• _Using the information_:
a) In the CodeView hashing commit, how many files were changed?
b) Summarize the CodeView hashing commit in two sentences, please.
c) Copy the CodeView hashing commit word for word, starting with "class ContinuationRecordBuilder;" and going on through "outlive the TypeTableBuilder.".

• _Document segment_:
_ _ _ _ _
[CodeView] Add support for content hashing CodeView type records.

Currently nothing uses this, but this at least gets the core algorithm in, and adds some test to demonstrate correctness. Differential Revision: https://reviews.llvm.org/D40736 llvm-svn: 319854
2017-12-05 23:08:58 +00:00 · 2017-12-05 23:08:58 +00:00 · 87b78e9d1e
parent 0328d0083e
commit 87b78e9d1e
8 changed files with 366 additions and 46 deletions
--- a/llvm/include/llvm/DebugInfo/CodeView/MergingTypeTableBuilder.h
+++ b/llvm/include/llvm/DebugInfo/CodeView/MergingTypeTableBuilder.h
@ -16,6 +16,7 @@
 #include "llvm/DebugInfo/CodeView/CodeView.h"
 #include "llvm/DebugInfo/CodeView/SimpleTypeSerializer.h"
 #include "llvm/DebugInfo/CodeView/TypeCollection.h"
+#include "llvm/DebugInfo/CodeView/TypeHashing.h"
 #include "llvm/DebugInfo/CodeView/TypeIndex.h"
 #include "llvm/Support/Allocator.h"
 #include <cassert>
@ -27,13 +28,6 @@ namespace llvm {
 namespace codeview {

 class ContinuationRecordBuilder;
-class TypeHasher;
-
-struct HashedType {
-  hash_code Hash;
-  ArrayRef<uint8_t> Data;
-  TypeIndex Index;
-};

 class MergingTypeTableBuilder : public TypeCollection {
  /// Storage for records.  These need to outlive the TypeTableBuilder.
@ -45,14 +39,11 @@ class MergingTypeTableBuilder : public TypeCollection {
  SimpleTypeSerializer SimpleSerializer;

  /// Hash table.
-  DenseSet<HashedType> HashedRecords;
+  DenseMap<LocallyHashedType, TypeIndex> HashedRecords;

  /// Contains a list of all records indexed by TypeIndex.toArrayIndex().
  SmallVector<ArrayRef<uint8_t>, 2> SeenRecords;

-  /// Contains a list of all hash codes index by TypeIndex.toArrayIndex().
-  SmallVector<hash_code, 2> SeenHashes;
-
 public:
  explicit MergingTypeTableBuilder(BumpPtrAllocator &Storage);
  ~MergingTypeTableBuilder();
@ -73,7 +64,6 @@ public:
  BumpPtrAllocator &getAllocator() { return RecordStorage; }

  ArrayRef<ArrayRef<uint8_t>> records() const;
-  ArrayRef<hash_code> hashes() const;

  TypeIndex insertRecordAs(hash_code Hash, ArrayRef<uint8_t> &Record);
  TypeIndex insertRecordBytes(ArrayRef<uint8_t> &Record);
--- a/llvm/include/llvm/DebugInfo/CodeView/TypeHashing.h
+++ b/llvm/include/llvm/DebugInfo/CodeView/TypeHashing.h
@ -0,0 +1,119 @@
+//===- TypeHashing.h ---------------------------------------------*- C++-*-===//
+//
+//                     The LLVM Compiler Infrastructure
+//
+// This file is distributed under the University of Illinois Open Source
+// License. See LICENSE.TXT for details.
_ _ _ _ _
• _Dataset section_:
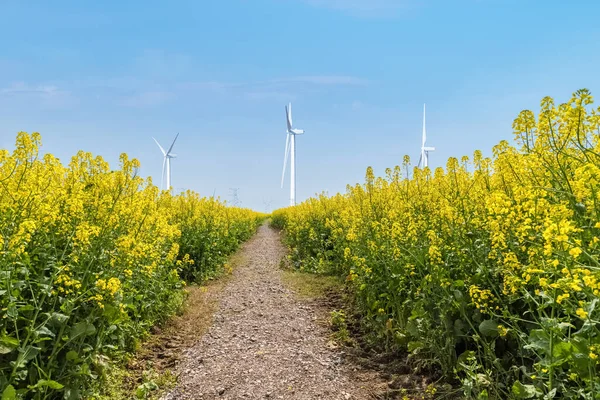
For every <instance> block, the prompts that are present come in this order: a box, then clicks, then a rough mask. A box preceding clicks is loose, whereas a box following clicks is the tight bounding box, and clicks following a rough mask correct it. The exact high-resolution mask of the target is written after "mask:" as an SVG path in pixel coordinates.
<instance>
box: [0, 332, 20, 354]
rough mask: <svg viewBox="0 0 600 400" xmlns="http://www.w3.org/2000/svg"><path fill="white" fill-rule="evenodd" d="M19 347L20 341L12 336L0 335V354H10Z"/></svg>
_ _ _ _ _
• _Task-by-task outputs_:
a) Eight files were changed, with 366 additions and 46 deletions.

b) The commit adds support for content hashing CodeView type records, bringing in the core algorithm and some tests to demonstrate correctness, although nothing uses it yet. In MergingTypeTableBuilder.h, it includes the new TypeHashing.h header, removes the HashedType struct and the SeenHashes list and hashes() accessor, and changes HashedRecords from a DenseSet<HashedType> to a DenseMap<LocallyHashedType, TypeIndex>.

c)
class ContinuationRecordBuilder;
-class TypeHasher;
-
-struct HashedType {
-  hash_code Hash;
-  ArrayRef<uint8_t> Data;
-  TypeIndex Index;
-};

 class MergingTypeTableBuilder : public TypeCollection {
  /// Storage for records.  These need to outlive the TypeTableBuilder.